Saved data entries
============

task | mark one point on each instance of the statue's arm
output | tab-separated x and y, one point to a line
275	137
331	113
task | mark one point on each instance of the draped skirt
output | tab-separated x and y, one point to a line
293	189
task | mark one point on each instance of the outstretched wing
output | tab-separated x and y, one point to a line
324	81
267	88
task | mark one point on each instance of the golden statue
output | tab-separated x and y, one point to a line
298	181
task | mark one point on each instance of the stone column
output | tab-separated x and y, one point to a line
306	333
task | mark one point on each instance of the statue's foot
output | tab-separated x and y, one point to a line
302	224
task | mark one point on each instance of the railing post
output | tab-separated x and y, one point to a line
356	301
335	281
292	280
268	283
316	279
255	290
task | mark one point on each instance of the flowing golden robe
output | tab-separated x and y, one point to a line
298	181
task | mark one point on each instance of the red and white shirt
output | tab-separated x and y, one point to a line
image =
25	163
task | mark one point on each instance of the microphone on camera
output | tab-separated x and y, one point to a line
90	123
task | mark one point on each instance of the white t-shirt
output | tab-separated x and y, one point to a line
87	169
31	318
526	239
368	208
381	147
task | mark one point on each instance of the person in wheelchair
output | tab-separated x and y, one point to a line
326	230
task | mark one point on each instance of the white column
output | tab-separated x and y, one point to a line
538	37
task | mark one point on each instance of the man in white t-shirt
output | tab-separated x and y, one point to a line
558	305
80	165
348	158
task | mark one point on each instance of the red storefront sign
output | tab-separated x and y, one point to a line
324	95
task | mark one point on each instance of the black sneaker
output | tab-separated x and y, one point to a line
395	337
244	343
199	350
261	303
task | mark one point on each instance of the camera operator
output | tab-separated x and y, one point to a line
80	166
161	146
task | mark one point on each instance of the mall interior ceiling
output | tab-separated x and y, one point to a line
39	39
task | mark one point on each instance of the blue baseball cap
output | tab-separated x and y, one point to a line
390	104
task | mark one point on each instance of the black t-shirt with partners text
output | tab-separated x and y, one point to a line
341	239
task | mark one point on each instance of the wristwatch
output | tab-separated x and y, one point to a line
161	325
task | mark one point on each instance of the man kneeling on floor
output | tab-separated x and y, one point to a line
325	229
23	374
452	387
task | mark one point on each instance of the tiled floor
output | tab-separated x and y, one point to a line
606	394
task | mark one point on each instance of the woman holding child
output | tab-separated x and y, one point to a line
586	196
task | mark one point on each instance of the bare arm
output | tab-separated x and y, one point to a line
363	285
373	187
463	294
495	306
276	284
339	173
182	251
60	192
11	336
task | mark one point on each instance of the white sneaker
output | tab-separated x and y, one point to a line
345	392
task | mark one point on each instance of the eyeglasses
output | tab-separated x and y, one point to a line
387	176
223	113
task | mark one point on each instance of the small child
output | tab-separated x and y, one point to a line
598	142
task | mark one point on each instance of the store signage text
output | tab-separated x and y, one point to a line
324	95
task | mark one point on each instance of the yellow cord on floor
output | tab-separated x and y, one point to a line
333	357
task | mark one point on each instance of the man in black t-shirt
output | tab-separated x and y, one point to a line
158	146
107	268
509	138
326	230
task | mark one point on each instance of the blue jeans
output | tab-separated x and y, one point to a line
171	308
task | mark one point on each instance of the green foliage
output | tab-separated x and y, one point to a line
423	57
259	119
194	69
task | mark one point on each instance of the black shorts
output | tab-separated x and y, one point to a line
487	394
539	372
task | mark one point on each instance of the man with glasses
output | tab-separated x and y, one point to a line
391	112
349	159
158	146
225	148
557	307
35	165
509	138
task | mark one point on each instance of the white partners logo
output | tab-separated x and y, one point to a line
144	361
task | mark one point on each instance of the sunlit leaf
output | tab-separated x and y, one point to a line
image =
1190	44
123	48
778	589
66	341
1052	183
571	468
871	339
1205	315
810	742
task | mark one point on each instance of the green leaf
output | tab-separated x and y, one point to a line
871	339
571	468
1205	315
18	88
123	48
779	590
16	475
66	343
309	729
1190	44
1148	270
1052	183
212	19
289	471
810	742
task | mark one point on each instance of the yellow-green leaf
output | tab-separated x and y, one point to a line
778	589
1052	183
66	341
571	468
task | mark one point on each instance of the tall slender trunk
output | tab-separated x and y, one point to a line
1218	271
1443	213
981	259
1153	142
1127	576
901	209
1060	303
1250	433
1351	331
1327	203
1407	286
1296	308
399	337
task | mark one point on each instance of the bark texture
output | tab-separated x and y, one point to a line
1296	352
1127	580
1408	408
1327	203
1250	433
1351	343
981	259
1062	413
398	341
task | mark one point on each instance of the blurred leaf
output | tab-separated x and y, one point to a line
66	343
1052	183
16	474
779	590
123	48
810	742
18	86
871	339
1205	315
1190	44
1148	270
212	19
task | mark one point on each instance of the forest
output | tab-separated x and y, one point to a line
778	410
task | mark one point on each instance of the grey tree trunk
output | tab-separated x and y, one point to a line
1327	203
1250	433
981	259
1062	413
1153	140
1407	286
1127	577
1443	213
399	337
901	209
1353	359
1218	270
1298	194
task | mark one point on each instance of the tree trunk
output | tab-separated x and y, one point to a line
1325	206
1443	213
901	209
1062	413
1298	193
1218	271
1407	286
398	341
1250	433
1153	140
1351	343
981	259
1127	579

============

TASK DIRECTIONS: Copy every record exactly as presented.

RESULT OF THE EXERCISE:
task | mark one point on each instance of the statue's arm
output | tab-separated x and y, one point to a line
275	137
331	113
task | mark one point on each instance of the draped skirt
output | tab-separated x and y, one point to a line
293	189
task | mark one point on each instance of the outstretched wing
output | tab-separated x and y, one point to a line
324	81
267	88
task | mark one point on each instance of the golden statue
output | tab-separated x and y, one point to a line
298	181
task | mark one point on each instance of the stone column
output | tab-separated x and y, one point to a line
306	333
task | mark one point on each instance of the statue's foot
output | tab-separated x and y, one point to a line
302	224
task | mark one point on each instance of the railing post
output | tab-separated x and y, one point to a line
356	301
335	281
292	280
268	283
316	279
255	290
task | mark one point on each instance of the flowing golden robe
output | tab-separated x and y, one point to a line
298	181
task | mark one point on each instance of the red and white shirt
output | tab-separated x and y, one point to a line
image =
25	163
task | mark one point on each instance of the microphone on camera
output | tab-separated x and y, one point to a line
90	123
task | mark one point on each instance of the white t-shirt
output | tab-separated x and y, one point to a line
87	169
31	318
526	239
368	208
381	147
task | mark one point on each instance of the person in wheelchair
output | tab-separated x and y, one point to a line
326	230
task | mark one point on each instance of the white column
output | tab-separated x and y, one point to a line
538	37
task | mark one point on each instance of the man in white t-shirt
output | tab-separated x and y, one point to a line
558	305
80	165
348	158
task | mark one point on each instance of the red storefront sign
output | tab-separated x and y, one point to a line
324	95
task | mark one point on each instance of the black sneaker
output | tab-separated x and y, one point to a line
395	337
244	343
199	350
261	303
task | mark one point on each instance of the camera operator
output | tab-separated x and y, one point to a line
80	166
161	146
task | mark one point on each instance of the mall interior ceiling
output | tab-separated x and y, one point to a line
39	39
task | mark one point on each instance of the blue baseball cap
output | tab-separated x and y, one point to a line
390	104
task | mark one point on each instance of the black t-shirt with partners text
output | tab-separated x and y, one point to a line
341	239
task | mark one point on each instance of the wristwatch
output | tab-separated x and y, one point to a line
161	325
task | mark one point on each instance of the man kneeling on floor
output | tab-separated x and y, one point to a line
325	229
23	374
452	387
task | mark one point on each instance of the tiled floor
output | tab-separated x and y, one point to a line
606	394
task | mark one point on each instance of the woman holding child
output | tab-separated x and y, one point to a line
586	196
task | mark one point on each instance of the bare arm
output | tab-separated x and y, one point to a line
363	285
373	187
463	294
495	306
276	284
339	173
182	251
60	192
11	336
task | mark one point on each instance of the white sneaker
output | tab-separated x and y, one point to a line
345	392
task | mark one point on each instance of the eyeglasses
output | tab-separated x and y, one point to a line
387	176
223	113
task | mark one point on each instance of the small child
output | tab-separated x and y, one point to a line
598	142
task | mark one point on each instance of the store signage text
output | tab-separated x and y, one point to a line
324	95
task | mark one point on each instance of the yellow cord on floor
output | tab-separated x and y, one point to a line
333	357
task | mark one point on each instance of the man in black t-shirt
output | tab-separated x and y, one point to a line
158	146
107	268
509	138
326	230
task | mark one point on each instance of the blue jeans
output | tab-separated x and y, one point to a line
171	308
task | mark one point on each instance of the green foliage
output | tab-separated x and y, one point to a line
423	57
259	119
194	69
task | mark one point on each instance of the black shorts
output | tab-separated x and y, one point to a line
487	394
539	372
task | mark one point on each instance of the man with glasses
output | tab-separated x and y, one point to a line
391	112
349	159
158	146
225	148
557	307
35	165
509	138
task | mark one point on each instance of the white partners logo
output | tab-separated x and y, one point to a line
144	361
task | mark one point on each instance of the sunlit leaf
output | tab-separated x and y, one point to a line
image =
1190	44
123	48
778	589
66	341
1052	183
571	468
871	339
1205	315
810	742
task | mark one point on each instance of the green leaf
output | tab-separated x and y, one point to a line
871	339
571	468
1205	315
18	88
123	48
779	590
16	475
66	343
309	729
1190	44
1148	270
1052	183
212	19
289	471
810	742
task | mark one point on each instance of the yellow-green leaf
output | tab-separated x and y, one point to a line
778	589
1052	183
66	341
571	468
task | mark one point on each instance of the tall slender trunk
output | tab-separated x and y, one point to a line
1218	271
1443	213
981	259
1153	142
1127	576
901	209
1060	303
1250	433
1351	331
1327	203
1407	286
1296	308
399	337
task | mark one point on each instance of the bark texture
output | tab-separated x and y, one point to a line
1296	352
1127	580
1408	408
1327	203
1250	433
1351	343
981	259
1062	413
398	341
task | mark one point on each instance of the blurred leaf
output | tab-separated x and y, one point to a line
66	343
1052	183
16	474
779	590
123	48
810	742
18	86
871	339
1205	315
1190	44
1148	270
212	19
task | mark one point on each instance of the forest
output | tab-separated x and y, one point to a line
778	410
task | mark one point on each instance of the grey tree trunk
output | tab-separated x and y, one point to a line
1327	203
1250	433
981	259
1062	413
1153	140
1407	286
1127	577
1443	213
399	337
901	209
1353	359
1218	270
1298	194
task | mark one point on each instance of the tree trunk
output | tab-separated x and y, one point to a line
1325	206
1443	213
901	209
1062	413
1298	193
1218	271
1407	286
398	341
1250	433
1153	140
1351	343
981	259
1127	579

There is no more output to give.